* **Excerpted passage**:
....................

Smile of the Day

True acts of surprise and friendship have truly been moving me this week. First, via a surprise party for my hubby for his birthday where a handful of close friends gathered to give him quite a shock when we walked in our house and secondly, this video from Improv Everywhere known for “causing scenes of chaos and joy in public places.” True to form, this video did nothing but make me smile a big ole cheesy grin when I saw it. It’s the little (and, sometimes, grand) acts of celebrating the people who mean most to us that carry us through and make life worth living. Creating moments really is magical.

Love,

El

On The Grayest of Days…

My alarm just went off reminding me to blog today, since I am just recommitting, but the timing is almost comical. Not even an hour ago, I found out that a dear friend and colleague, THE Mr. Tony Boler passed away in his sleep and right now I can hardly see through the tears.

Tony Boler was one of several amazing men of character, discipline, humor, and talent that became my family at WDKX in Rochester, NY. Just graduating and starting my first TV Reporting job at what was R News, I was asked to start filling in on the morning radio show at WDKX. Little did I know that even after a move away from Rochester, it would be WDKX that brought me back to the city. My damn colleagues had found a way to become my family without me even knowing it and Tony was the slyest of them all with that. I would walk into the station on weekend mornings (when I didn’t work, mind you) like an expectant toddler who knows her favorite uncle is right behind those doors with a triple-scoop ice cream cone just for her! Tony just oozed comfort, and fun, and support, and JOY! And THAT voice! Y’all! If you haven’t had the honor of hearing his voice on the airwaves, you have missed out and better catch some reairs, because his voice – his deep, buttery voice – would make Morgan Freeman, Isaac Hayes, and Mr. Darth Vader himself just say, “F it! I had a nice career, but Tony Boler just sunned me so I’m out.”

When my parents came to visit me in Rochester, WDKX was the first place I took them to so they could meet my new Rochester family and Tony and owner Dre in particular. I wanted to show off my ‘new uncles’ and show that I was in great hands, which, from their smiles you can see they knew it to be true.

When Kuti and I had our daughter, we hopped in the car for a what-was-supposed-to-be 6-hour road trip (it wound up being nine thanks to weather) with a 4-month old for the station’s 40th anniversary. My family grew so, of course, my Rochester peeps needed to meet her as well. Tony was right there – proud and congratulatory with a huge, proud smile.

....................

[Collected data]
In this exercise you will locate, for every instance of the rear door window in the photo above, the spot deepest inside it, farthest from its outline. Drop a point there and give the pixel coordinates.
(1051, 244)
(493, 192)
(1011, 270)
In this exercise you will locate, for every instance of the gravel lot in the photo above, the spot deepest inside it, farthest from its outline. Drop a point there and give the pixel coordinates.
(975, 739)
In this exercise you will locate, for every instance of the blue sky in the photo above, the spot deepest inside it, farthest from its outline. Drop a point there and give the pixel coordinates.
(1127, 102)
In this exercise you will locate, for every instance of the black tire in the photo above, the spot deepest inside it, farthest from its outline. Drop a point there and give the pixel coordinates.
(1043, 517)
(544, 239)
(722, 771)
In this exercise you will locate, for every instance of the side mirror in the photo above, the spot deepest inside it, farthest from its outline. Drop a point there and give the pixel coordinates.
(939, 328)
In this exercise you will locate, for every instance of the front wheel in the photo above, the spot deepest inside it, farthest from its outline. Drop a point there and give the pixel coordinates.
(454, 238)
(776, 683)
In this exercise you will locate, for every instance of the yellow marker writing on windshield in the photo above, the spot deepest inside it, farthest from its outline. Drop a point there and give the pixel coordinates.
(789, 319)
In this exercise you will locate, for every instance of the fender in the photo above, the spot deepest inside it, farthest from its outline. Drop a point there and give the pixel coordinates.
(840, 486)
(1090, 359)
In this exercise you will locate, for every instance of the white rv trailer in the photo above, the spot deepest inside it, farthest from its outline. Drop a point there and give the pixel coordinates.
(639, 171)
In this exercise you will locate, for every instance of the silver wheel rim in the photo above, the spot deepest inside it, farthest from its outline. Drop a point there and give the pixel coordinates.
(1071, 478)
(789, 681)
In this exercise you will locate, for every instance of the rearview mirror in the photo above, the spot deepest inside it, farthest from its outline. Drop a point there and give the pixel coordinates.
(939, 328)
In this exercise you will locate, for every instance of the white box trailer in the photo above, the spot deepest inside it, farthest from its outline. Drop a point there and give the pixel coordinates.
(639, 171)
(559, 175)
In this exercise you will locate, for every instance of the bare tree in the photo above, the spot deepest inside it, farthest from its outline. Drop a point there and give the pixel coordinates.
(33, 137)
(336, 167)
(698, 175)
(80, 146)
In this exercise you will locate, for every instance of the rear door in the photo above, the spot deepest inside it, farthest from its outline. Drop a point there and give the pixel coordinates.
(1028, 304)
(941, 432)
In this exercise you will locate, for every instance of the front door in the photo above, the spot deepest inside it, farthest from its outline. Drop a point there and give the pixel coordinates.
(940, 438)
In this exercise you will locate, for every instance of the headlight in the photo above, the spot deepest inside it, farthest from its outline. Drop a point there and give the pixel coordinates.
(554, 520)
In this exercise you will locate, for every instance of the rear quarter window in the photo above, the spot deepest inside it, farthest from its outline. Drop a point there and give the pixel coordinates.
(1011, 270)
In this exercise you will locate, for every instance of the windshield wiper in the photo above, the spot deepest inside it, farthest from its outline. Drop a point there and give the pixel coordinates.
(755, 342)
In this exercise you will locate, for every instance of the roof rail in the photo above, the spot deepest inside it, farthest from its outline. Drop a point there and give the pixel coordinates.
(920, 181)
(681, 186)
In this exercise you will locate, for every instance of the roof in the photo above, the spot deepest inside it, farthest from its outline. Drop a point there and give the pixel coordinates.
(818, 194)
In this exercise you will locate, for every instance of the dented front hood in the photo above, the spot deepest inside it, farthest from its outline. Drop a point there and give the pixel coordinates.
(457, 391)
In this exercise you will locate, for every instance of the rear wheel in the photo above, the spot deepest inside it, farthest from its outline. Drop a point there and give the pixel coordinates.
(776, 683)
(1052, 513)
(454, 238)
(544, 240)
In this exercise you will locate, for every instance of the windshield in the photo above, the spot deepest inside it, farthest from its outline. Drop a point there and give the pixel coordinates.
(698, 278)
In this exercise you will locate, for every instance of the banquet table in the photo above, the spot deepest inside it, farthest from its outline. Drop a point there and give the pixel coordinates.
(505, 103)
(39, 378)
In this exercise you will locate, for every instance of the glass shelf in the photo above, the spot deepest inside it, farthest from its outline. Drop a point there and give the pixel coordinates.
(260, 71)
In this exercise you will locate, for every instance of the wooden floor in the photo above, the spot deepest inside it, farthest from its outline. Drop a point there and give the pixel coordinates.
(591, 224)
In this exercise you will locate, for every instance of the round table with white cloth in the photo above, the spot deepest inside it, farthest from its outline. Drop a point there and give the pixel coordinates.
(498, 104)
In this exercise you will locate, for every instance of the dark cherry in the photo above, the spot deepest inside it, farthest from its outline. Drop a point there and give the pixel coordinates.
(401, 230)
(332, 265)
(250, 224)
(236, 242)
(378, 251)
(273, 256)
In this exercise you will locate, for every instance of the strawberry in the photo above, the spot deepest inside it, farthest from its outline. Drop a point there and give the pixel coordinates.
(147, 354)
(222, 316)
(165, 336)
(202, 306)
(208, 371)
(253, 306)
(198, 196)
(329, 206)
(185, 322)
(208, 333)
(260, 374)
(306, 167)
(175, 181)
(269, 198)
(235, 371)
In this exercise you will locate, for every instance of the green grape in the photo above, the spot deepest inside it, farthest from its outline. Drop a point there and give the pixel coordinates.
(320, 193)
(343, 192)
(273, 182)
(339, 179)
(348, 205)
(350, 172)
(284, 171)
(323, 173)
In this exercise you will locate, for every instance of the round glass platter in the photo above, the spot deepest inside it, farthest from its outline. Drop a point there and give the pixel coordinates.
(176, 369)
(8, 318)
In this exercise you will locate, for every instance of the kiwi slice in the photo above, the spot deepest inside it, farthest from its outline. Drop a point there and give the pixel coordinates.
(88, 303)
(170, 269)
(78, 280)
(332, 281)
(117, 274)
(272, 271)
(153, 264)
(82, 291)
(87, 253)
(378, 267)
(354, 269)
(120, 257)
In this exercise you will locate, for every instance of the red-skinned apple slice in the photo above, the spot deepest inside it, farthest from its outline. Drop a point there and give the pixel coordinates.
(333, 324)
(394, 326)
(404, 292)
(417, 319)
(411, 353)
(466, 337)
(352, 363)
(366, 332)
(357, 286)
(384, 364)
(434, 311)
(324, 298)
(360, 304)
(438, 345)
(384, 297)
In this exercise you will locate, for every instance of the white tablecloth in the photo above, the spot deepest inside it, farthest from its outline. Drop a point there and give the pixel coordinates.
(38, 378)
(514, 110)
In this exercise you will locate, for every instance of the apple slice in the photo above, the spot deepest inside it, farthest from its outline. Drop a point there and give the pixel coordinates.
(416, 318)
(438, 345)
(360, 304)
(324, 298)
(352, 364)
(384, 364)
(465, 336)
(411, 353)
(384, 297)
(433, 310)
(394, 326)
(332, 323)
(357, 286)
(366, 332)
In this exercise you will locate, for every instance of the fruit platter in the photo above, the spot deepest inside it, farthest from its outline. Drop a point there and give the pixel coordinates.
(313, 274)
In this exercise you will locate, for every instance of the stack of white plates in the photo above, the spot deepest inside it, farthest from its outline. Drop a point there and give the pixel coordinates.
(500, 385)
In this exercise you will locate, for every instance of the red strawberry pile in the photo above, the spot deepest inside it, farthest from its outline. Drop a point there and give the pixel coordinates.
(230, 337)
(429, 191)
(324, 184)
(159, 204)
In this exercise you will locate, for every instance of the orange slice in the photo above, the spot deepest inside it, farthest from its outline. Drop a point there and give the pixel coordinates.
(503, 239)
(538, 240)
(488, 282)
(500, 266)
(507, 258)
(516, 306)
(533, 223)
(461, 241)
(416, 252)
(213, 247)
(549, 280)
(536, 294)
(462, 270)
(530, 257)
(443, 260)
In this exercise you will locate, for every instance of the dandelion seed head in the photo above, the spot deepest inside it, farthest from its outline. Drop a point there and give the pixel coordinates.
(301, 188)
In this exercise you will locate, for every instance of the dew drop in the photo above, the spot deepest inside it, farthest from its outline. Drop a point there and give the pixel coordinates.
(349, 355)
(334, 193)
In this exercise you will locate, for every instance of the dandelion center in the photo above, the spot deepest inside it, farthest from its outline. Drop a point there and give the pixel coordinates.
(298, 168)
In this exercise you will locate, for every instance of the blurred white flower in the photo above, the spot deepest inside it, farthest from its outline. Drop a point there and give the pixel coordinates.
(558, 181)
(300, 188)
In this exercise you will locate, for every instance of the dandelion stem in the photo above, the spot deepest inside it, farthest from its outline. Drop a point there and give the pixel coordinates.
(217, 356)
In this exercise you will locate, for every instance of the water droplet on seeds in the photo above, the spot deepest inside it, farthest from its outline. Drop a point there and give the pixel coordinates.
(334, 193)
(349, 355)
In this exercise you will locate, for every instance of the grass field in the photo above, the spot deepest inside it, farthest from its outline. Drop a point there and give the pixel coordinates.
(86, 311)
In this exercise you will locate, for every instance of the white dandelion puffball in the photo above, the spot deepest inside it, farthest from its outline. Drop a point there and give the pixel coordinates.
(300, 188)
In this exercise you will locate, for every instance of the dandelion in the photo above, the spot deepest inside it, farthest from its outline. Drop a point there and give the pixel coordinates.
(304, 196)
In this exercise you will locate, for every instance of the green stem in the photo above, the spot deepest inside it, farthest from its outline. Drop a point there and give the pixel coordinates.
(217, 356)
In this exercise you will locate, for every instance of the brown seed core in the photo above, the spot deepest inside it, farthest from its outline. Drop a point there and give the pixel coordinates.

....................

* **To be done**:
1. Please echo the blog posts about friendship and Tony Boler word for word, from "When my parents" to "huge, proud smile.".
2. Continue the blog posts about friendship and Tony Boler, starting right after the last sentence shown.
Nothing in the records is needed here.

* **Final results**:
1.
When my parents came to visit me in Rochester, WDKX was the first place I took them to so they could meet my new Rochester family and Tony and owner Dre in particular. I wanted to show off my ‘new uncles’ and show that I was in great hands, which, from their smiles you can see they knew it to be true.

When Kuti and I had our daughter, we hopped in the car for a what-was-supposed-to-be 6-hour road trip (it wound up being nine thanks to weather) with a 4-month old for the station’s 40th anniversary. My family grew so, of course, my Rochester peeps needed to meet her as well. Tony was right there – proud and congratulatory with a huge, proud smile.

2.
Tony had a loving wife and amazing children he loved and thought the world of. I’m ancillary to this whole thing. His family is devastated, as are his close friends. I surely am not trying to make this about me and my grief at all, especially when, like kids in families do, I moved away and we really only relied on Facebook for updates for a long time. Still, this hurts in a very acute way, especially since that time in Rochester and WDKX in particular holds such a huge, pivotal place in my life. I would NOT be here – professionally or personally – without the people who occupied those DKX walls. Period. That’s the truth.

To make this news worse, not only does this come on my husband’s birthday (what was supposed to be the subject of today’s blog), but it comes the Monday after spending my Friday in Alabama for a quick flight in and out of Birmingham on the same day to bury my aunt Renée, my closest cousin Eboné’s mother, who died far too young as well.

You want to talk about voices? Renée’s voice was that of a quintessential Southern woman… Like the thickest of honey. Growing up, when she would say my name (“Liz” back then and while I was reporting as well, actually), it was more like, “Leeeehhzzz” and I loved it. Anyone who could make a one syllable name sound important enough to drag it out for three instead, was more than ok in my book. She doted on my cousin Eboné in the sweetest of ways and took so much pride in seeing her become the amazing mother she did. Her love of my uncle was palpable and their commitment to each other over decades was unmatched. Our family won’t be the same without her and it’s a new normal I don’t think any of us are ready for.

So… There you have it. One of the grayest of days. Death… And then more death. So how the freak do we make this a “great day?”

By living!

By speaking LIFE into people!

By crying it out and feeling the pain, but swimming through it, not drowning in it.

By taking the emotions as they come, but welcoming momentary distractions that bring in humor or unrelated observations of awe.

By sitting still and enjoying nature, the breath in our lungs.

By being a friend… Always.

Forget tomorrow: TODAY IS NOT PROMISED. This ish could all be over in a matter of moments. What have you done to change your circle and your world for the better, your ‘family’ for the stronger? If you can’t think of anything, it’s time to get to work… And it’s time to get to work now.

I’ve had a commitment in my heart for a year and a half now, one that I finally spoke into existence this weekend. The minute I did, I was filled with elation, purpose, excitement, and a weight lifted off my shoulders – and this at the BEGINNING when I should be scared and frightened and nervous about the road ahead because it’s so big. Nope. And the news today? Tony’s passing? It’s just confirmation that there is NO time to waste. He didn’t. I won’t either.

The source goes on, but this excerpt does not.